* **Exercise details**
Set every entry down again exactly, omitting none.

*** Supplied material Section Begins ***

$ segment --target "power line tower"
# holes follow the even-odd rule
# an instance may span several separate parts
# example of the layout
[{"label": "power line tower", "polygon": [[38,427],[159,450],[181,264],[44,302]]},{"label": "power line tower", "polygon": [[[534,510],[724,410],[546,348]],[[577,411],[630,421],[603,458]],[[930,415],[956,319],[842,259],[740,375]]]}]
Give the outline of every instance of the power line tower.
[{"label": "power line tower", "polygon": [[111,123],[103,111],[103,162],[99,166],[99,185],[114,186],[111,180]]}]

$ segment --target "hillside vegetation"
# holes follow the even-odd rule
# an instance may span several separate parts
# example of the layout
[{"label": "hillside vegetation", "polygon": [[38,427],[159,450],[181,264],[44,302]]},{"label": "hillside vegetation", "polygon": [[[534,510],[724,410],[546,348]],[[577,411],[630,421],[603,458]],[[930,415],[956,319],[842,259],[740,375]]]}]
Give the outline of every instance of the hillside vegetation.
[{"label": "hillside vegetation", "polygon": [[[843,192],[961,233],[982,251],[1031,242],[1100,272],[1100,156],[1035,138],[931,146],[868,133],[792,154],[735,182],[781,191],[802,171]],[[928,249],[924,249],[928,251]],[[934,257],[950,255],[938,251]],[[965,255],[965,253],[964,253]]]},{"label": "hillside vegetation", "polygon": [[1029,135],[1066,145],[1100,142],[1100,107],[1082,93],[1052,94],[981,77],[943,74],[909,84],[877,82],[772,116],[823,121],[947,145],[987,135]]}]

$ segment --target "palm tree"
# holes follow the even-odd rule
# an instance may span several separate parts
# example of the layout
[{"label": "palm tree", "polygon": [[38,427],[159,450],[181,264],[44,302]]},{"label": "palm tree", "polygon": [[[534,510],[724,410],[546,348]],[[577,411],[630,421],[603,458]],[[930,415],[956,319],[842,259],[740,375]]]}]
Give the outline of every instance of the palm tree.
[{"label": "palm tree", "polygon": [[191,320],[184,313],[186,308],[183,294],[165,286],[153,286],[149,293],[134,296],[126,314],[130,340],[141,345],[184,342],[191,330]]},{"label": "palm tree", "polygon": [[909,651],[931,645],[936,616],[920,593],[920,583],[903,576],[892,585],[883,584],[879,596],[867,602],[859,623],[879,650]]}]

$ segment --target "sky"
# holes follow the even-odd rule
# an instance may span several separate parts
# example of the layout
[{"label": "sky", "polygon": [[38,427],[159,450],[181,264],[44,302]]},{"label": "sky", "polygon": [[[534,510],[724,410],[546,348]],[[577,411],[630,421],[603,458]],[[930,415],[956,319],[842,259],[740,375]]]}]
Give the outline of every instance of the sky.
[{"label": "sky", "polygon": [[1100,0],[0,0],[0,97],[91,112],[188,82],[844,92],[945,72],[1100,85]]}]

*** Supplied material Section Ends ***

* **Final answer**
$ segment --target "power line tower"
# holes follow the even-odd rule
# an instance may span several separate parts
# example of the layout
[{"label": "power line tower", "polygon": [[38,427],[159,450],[181,264],[44,302]]},{"label": "power line tower", "polygon": [[[534,510],[724,410],[546,348]],[[577,411],[630,421],[603,458]],[[930,415],[956,319],[842,259],[740,375]]]}]
Give the outline of every instance of the power line tower.
[{"label": "power line tower", "polygon": [[111,123],[103,111],[103,162],[99,166],[99,185],[114,186],[111,180]]}]

$ segment --target "hillside vegetation"
# holes follow the even-odd rule
# an instance may span several separate parts
# example of the layout
[{"label": "hillside vegetation", "polygon": [[38,427],[159,450],[181,264],[44,302]]},{"label": "hillside vegetation", "polygon": [[[534,510],[724,410],[546,348]],[[577,411],[630,421],[603,458]],[[930,415],[956,319],[842,259],[740,375]]]}]
Give the outline of every instance of the hillside vegetation.
[{"label": "hillside vegetation", "polygon": [[[843,192],[961,233],[982,251],[1031,242],[1100,272],[1100,156],[1035,138],[931,146],[868,133],[792,154],[735,182],[781,191],[802,171]],[[928,249],[924,249],[928,251]],[[934,257],[950,255],[938,251]],[[965,255],[965,253],[964,253]]]},{"label": "hillside vegetation", "polygon": [[1029,135],[1066,145],[1100,142],[1100,107],[1082,93],[1052,94],[981,77],[943,74],[909,84],[877,82],[772,116],[823,121],[947,145],[987,135]]}]

$ segment --target "palm tree"
# holes follow the even-odd rule
# an instance may span several separate parts
# example of the layout
[{"label": "palm tree", "polygon": [[38,427],[159,450],[181,264],[44,302]]},{"label": "palm tree", "polygon": [[[534,510],[724,410],[546,348]],[[577,411],[630,421],[603,458]],[[930,415],[956,319],[842,259],[740,375]]]}]
Give the outline of every instance of the palm tree.
[{"label": "palm tree", "polygon": [[191,320],[184,313],[186,308],[183,294],[165,286],[153,286],[149,293],[134,296],[126,314],[130,340],[141,345],[184,342],[191,330]]},{"label": "palm tree", "polygon": [[909,651],[931,645],[936,616],[920,593],[920,583],[903,576],[892,585],[883,584],[879,596],[867,602],[859,623],[879,650]]}]

$ segment --target "sky"
# holes follow the even-odd rule
# an instance may span several separate parts
# example of the layout
[{"label": "sky", "polygon": [[38,427],[159,450],[181,264],[44,302]]},{"label": "sky", "polygon": [[[534,510],[724,410],[546,348]],[[577,411],[630,421],[603,458]],[[930,415],[956,319],[842,259],[740,375]]]}]
Give the outline of every instance of the sky.
[{"label": "sky", "polygon": [[1100,0],[0,0],[0,97],[91,112],[188,82],[844,92],[945,72],[1100,85]]}]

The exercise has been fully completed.